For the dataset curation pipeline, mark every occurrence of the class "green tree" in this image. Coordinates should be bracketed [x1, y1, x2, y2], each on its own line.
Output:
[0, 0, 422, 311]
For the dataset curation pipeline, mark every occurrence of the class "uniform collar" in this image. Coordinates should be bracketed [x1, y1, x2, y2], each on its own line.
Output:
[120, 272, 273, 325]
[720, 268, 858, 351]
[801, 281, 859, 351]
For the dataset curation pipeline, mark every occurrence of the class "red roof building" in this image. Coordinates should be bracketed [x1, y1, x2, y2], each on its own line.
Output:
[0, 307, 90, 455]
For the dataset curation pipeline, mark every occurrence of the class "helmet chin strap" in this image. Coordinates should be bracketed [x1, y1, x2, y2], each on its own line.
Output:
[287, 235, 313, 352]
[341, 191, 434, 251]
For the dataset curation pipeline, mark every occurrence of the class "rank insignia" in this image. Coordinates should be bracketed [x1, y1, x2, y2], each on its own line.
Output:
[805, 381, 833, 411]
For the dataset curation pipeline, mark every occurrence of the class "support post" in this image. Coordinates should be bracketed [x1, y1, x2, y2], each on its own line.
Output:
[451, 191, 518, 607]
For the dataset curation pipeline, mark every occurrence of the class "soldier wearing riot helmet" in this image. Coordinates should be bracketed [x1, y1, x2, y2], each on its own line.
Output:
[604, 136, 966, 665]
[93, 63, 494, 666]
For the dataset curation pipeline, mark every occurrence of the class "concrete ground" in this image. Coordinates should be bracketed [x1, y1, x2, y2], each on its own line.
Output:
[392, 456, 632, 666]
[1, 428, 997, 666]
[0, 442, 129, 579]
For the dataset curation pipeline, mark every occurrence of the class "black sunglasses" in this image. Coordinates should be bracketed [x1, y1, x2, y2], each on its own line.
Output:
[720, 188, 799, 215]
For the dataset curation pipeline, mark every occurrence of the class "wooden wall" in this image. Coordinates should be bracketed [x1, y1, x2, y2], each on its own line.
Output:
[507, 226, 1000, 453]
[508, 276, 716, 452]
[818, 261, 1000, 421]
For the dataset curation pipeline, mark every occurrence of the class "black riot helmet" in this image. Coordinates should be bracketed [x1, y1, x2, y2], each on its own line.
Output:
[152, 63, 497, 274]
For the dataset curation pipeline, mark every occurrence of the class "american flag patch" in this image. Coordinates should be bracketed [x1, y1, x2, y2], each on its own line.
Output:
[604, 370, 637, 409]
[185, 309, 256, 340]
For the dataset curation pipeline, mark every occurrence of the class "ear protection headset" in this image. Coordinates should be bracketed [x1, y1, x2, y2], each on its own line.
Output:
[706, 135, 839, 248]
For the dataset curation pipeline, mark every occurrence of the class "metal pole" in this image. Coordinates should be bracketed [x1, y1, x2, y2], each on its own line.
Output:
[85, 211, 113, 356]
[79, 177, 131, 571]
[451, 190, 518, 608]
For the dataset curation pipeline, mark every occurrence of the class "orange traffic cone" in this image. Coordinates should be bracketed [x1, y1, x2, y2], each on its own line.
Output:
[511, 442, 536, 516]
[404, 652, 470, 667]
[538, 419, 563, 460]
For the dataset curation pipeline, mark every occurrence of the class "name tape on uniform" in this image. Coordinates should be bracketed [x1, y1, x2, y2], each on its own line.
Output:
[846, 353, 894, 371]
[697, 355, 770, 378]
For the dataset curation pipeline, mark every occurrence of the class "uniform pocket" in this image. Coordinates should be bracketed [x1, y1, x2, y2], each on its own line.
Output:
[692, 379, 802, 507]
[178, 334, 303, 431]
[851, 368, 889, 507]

### Activity
Please repeat the records so that each one reads exactly as it does above.

### Answer for the task
For the dataset curation pipeline, mark every occurrence of the class "green tree" in this image. Coordinates should be bracketed [x1, y1, x2, y2], each on its own line.
Output:
[0, 0, 422, 311]
For the dataset curation pipeline, mark every occurrence of the class "uniform collar" in this image. Coordinates should be bracketed [x1, y1, x2, y2], each on its own line.
Output:
[120, 272, 273, 325]
[720, 268, 858, 351]
[801, 281, 859, 351]
For the dataset curation pipeline, mark every occurrence of the class "red roof building" in this image. Coordinates should be bracketed [x1, y1, x2, y2], each on its own line.
Output:
[0, 307, 90, 455]
For the dataset curation pipeline, mark every occurrence of the class "helmet chin strap" in this image. Coordinates should be bracketed [x1, y1, x2, y2], each on its own line.
Output:
[287, 235, 313, 352]
[341, 191, 434, 251]
For the dataset curation pipeline, mark every occurrence of the class "rank insignia" in this image. Coordinates should be bracketed [x1, y1, x2, y2], each on its own line.
Output:
[805, 381, 833, 411]
For the dataset curation pipeline, mark every occurrence of the class "support post" in this image. Coordinates should be bracketed [x1, y1, x2, y2], each on its own line.
Output:
[451, 191, 518, 607]
For the dataset curation pipeline, mark every occurrence of the class "soldier wearing riot helmet" in this image. Coordinates should be bracketed [x1, y1, x2, y2], each on its own line.
Output:
[604, 136, 966, 665]
[93, 63, 494, 666]
For the dataset curation pipeline, mark every occurrence of the class "concrete ground" in this image. Coordinates should be bracketed [x1, y1, x2, y2], each on its own line.
Output:
[392, 456, 632, 666]
[1, 428, 997, 666]
[0, 442, 129, 579]
For the dataset curation pipeline, mark every occurrence of the class "black sunglasses" in this image. Coordinates should be bracketed [x1, y1, x2, y2], each on its own line.
Output:
[720, 188, 799, 215]
For the dataset curation pipeline, mark every occurrence of the class "wooden wall" in this image. Coordinates should be bracketed [x1, y1, x2, y2], each on its own line.
Output:
[507, 226, 1000, 453]
[508, 276, 716, 452]
[818, 261, 1000, 421]
For the dataset curation pipeline, mark every occurrence of the class "black riot helmet" in this image. Coordinates should be bracketed [x1, y1, x2, y2], each on its own line.
Output:
[152, 63, 497, 274]
For the dataset curation pipeline, mark every occurrence of the class "american flag patch" in this image. Coordinates should be bracketed [x1, y1, x2, y2], each on its own line.
Output:
[604, 370, 637, 409]
[185, 309, 256, 340]
For the dataset curation pipeline, mark every occurrence of the class "ear protection headset" in this image. Coordinates should be bracketed [x1, y1, x2, y2], each on its own line.
Output:
[706, 135, 839, 248]
For the dataset curation pipeline, mark every occurrence of the class "metal pole" in this image. Coordinates should be bracketed [x1, y1, x2, y2], each on its own line.
Output:
[85, 211, 113, 356]
[79, 177, 131, 571]
[451, 190, 518, 608]
For the dataset curation pipeline, mark every occurrence of the class "orange traffic cone" in this image. Coordinates should be bracketed [x1, y1, x2, y2], each on its own line.
Output:
[511, 442, 536, 516]
[404, 652, 470, 667]
[538, 419, 563, 460]
For the dataset curation pipeline, mark every occurrence of the class "name tape on uniform" in this image. Coordinates should be bracketed [x1, y1, x2, y2], each on its own line.
Output:
[846, 353, 894, 371]
[697, 355, 770, 378]
For the dataset curation pipeline, mark every occurrence of the class "uniform pocket" in this image. Coordinates should be bracketed [x1, y1, x2, y2], each on its own line.
Output:
[692, 379, 802, 507]
[178, 334, 303, 431]
[851, 368, 889, 507]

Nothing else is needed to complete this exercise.